Extracted records:

* * * * * * *

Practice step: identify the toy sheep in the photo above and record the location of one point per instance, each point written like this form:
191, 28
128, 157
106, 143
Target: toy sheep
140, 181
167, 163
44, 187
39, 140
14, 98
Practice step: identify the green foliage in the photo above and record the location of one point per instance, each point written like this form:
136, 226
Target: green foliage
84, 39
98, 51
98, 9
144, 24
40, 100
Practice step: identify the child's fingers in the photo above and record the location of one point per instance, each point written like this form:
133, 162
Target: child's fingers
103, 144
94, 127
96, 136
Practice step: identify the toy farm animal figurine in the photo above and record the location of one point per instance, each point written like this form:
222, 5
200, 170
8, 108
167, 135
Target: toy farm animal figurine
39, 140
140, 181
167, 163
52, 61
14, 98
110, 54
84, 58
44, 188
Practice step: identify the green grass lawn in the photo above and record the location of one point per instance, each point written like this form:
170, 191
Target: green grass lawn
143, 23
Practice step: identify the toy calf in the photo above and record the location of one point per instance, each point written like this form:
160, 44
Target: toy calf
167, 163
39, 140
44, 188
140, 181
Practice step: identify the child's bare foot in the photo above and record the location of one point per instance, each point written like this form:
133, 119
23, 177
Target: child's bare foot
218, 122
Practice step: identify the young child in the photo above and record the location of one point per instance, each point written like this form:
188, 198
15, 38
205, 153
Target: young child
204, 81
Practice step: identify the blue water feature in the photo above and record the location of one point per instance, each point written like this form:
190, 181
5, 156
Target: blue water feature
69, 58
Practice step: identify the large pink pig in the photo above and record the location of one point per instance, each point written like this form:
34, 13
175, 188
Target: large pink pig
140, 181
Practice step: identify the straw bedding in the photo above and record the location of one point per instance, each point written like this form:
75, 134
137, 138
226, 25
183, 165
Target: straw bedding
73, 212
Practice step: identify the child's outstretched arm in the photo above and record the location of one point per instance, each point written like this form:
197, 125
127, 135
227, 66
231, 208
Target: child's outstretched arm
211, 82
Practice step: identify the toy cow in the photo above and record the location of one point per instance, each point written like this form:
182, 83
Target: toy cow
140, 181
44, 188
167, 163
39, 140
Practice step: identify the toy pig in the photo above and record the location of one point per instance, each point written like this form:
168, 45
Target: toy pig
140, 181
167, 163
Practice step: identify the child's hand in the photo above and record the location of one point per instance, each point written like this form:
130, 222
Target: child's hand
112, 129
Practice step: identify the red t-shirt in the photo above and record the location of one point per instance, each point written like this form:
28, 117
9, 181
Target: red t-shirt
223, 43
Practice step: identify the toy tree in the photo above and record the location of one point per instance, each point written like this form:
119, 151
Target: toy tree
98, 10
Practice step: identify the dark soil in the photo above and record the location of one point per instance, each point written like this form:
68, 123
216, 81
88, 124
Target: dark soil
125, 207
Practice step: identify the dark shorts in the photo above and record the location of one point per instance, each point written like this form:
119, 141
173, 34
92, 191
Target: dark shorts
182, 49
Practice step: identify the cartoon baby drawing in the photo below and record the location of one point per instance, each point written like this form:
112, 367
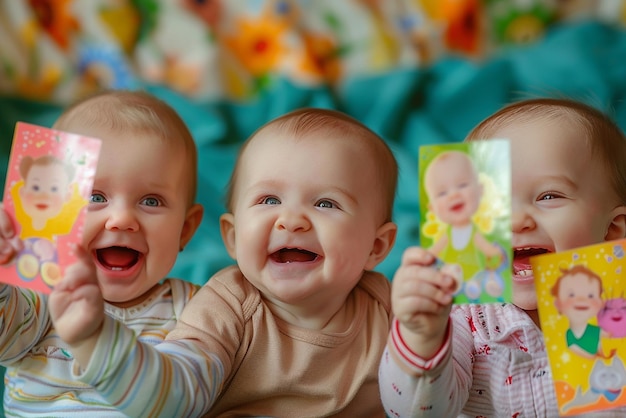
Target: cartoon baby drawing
454, 192
578, 296
605, 381
46, 188
46, 206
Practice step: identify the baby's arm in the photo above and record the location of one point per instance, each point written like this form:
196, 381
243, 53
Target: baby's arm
77, 307
174, 378
421, 299
417, 374
23, 313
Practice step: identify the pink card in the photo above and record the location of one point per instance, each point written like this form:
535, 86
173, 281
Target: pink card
47, 189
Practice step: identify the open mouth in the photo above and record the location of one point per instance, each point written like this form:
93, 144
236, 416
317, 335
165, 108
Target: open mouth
521, 261
293, 255
458, 207
117, 258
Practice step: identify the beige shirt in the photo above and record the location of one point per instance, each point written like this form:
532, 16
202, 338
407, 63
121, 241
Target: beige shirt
275, 369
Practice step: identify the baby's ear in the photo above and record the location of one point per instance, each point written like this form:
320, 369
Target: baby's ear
617, 227
385, 238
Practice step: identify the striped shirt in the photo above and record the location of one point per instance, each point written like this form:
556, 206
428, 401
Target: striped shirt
39, 379
493, 363
230, 356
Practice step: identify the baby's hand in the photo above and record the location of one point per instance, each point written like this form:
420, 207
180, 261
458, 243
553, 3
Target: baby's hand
421, 299
76, 304
10, 243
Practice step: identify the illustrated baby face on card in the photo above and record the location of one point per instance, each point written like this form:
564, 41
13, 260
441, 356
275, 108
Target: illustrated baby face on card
46, 188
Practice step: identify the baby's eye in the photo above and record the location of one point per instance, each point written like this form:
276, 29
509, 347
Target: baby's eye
97, 198
326, 204
151, 201
271, 201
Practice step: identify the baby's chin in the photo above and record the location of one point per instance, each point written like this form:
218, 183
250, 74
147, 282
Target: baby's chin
524, 296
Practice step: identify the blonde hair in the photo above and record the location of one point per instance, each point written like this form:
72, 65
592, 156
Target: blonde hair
301, 123
126, 112
605, 139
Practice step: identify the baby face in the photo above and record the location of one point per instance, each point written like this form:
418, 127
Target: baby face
579, 298
453, 189
561, 197
46, 189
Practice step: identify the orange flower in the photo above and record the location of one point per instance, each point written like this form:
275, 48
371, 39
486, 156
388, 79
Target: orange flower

* * * * * * *

Written task
Write out the material above again, word for word, minus its pictures.

Answer to this problem
Practice step: identify the toy sheep in the photo above and record the location of one point per instance, each point written like this form:
191, 28
128, 157
106, 143
Target: toy sheep
140, 181
167, 163
44, 187
39, 140
14, 98
Practice step: identify the green foliage in the photo above and record the location of one point per instance, each point written like this form:
136, 226
Target: green foliage
84, 39
98, 51
98, 9
144, 24
40, 100
Practice step: identify the child's fingers in the photo above and record the location of one point per instance, each point written like this form:
133, 162
Target: child's fingers
103, 144
94, 127
96, 136
Practice step: identify the toy farm animal figurine in the photo above and record the location of one point per instance, each point written like this form:
222, 5
200, 170
8, 108
167, 135
Target: toy farm animal figurine
39, 140
140, 181
167, 163
52, 61
14, 98
110, 54
84, 58
44, 188
Practice step: identify the green grass lawn in the photo above and record the location of one point per instance, each point written like this form:
170, 191
Target: green grass lawn
143, 23
Practice step: identify the toy calf in the photo above and record the location of one point per instance, each point written like this form:
160, 44
Target: toy calf
167, 163
39, 140
44, 188
140, 181
Practice step: identify the child's bare foot in the photo above and record the location of one point per instance, each point written like this form:
133, 119
23, 177
Target: child's bare foot
218, 122
Practice step: identify the young child in the photo above and record the location of one point per instance, each point written like this form:
188, 198
15, 38
205, 153
Target: young child
204, 81
Practice step: identify the blue water feature in the photo above and record the location of one point per instance, each point written like this form:
190, 181
5, 156
Target: blue water feature
69, 58
Practice step: identify the large pink pig in the photo above and record the location of one point per instance, each point written like this form:
34, 13
175, 188
Target: large pink pig
140, 181
Practice step: identify the straw bedding in the photo above and record the location of one point per instance, each point written like this form:
75, 134
137, 138
226, 25
183, 165
Target: straw bedding
73, 212
Practice step: identify the child's outstretched arm in the photo above and record the location of one point per instance, each point written like this form:
197, 125
127, 135
227, 66
231, 208
Target: child's outstretched arm
211, 82
Practice step: identify the toy cow in the photo above and record the location of one point per instance, each point written like this form:
182, 83
Target: toy cow
140, 181
44, 188
167, 163
39, 140
Practice step: identify the toy pig in the photo above and record the location of one point per instance, each point written like this form:
168, 45
Target: toy pig
140, 181
167, 163
Practice step: identify the child's hand in the photo above and record the location of one point per instance, each point written like this form:
130, 222
Target: child's hand
112, 129
Practice step: identify the red t-shirt in the photo above and record the location of one point per instance, each point written like this form:
28, 117
9, 181
Target: red t-shirt
223, 43
Practice step: identify the toy tree in the photo above and record the location of one point per instance, each point written like this form:
119, 151
Target: toy tree
98, 10
Practice step: identify the dark soil in the photo above and record the location of one point per instance, each point written like this form:
68, 123
216, 81
88, 124
Target: dark soil
125, 207
Practice step: identify the dark shorts in the photo above and record the location of one point per instance, each point written like this form:
119, 141
173, 34
92, 191
Target: dark shorts
182, 49
Practice step: identify the cartoon baby drawing in the photo below and record the location of one point per instance, each point written like this form:
112, 367
Target: cartoon baby drawing
454, 192
578, 296
605, 381
46, 188
46, 206
Practice step: identify the baby's arm in the photo above and record the location of one point per instance, each point written like this form:
196, 381
243, 53
Target: baby's arm
77, 307
174, 378
421, 299
417, 374
23, 313
Practice step: identify the pink card in the photo above and record the location of one point per instance, each point written like this form:
535, 86
173, 281
Target: pink card
47, 189
Practice step: identify the open mouth in the photo above and record the location of one point per instance, each point written like this form:
93, 144
236, 416
317, 335
165, 108
Target: open mouth
521, 261
293, 255
458, 207
117, 258
Practice step: identify the beige shirt in the photo above and record the location of one point per instance, each point written like this form:
532, 16
202, 338
407, 63
121, 241
Target: beige shirt
275, 369
Practice step: identify the baby's ear in the photo above and record the location of one point per instance, each point written like this form:
320, 369
Target: baby's ear
617, 227
385, 238
Practice step: identify the striped shirt in the photo above and record the location of one point per instance, each point written like this form:
556, 206
428, 401
Target: striped shirt
39, 379
493, 363
230, 356
Practice step: identify the baby's hand in the photo above and record the location of one point per instance, each point written like this form:
420, 207
180, 261
458, 243
553, 3
Target: baby's hand
421, 299
76, 304
10, 243
Practice step: identify the illustrated baby face on card in the photo above and record the location of one point per instance, each point written like this form:
564, 41
13, 260
441, 356
275, 108
Target: illustrated baby face on card
46, 188
Practice step: identify the baby's eye in the photo above and record the location of one point per instance, each point written like this form:
276, 29
509, 347
Target: baby's eye
97, 198
326, 204
151, 201
271, 201
Practice step: identify the baby's chin in the photo above and record the location of one point per instance, each point written like this form:
218, 183
250, 74
147, 282
Target: baby's chin
524, 296
Practice step: identify the blonde hair in the photo above and record the location of one point per instance, each point written like this form:
72, 65
592, 156
Target: blonde hair
301, 123
126, 112
605, 139
Practice step: identify the baby face in the photo above and record the location of one point per instance, each point written like this form:
418, 127
Target: baby face
579, 298
453, 189
561, 197
46, 189
Practice step: identify the orange flower in the photo above and record the location of one point per instance, each point written like this form:
275, 48
371, 39
486, 156
388, 79
Target: orange flower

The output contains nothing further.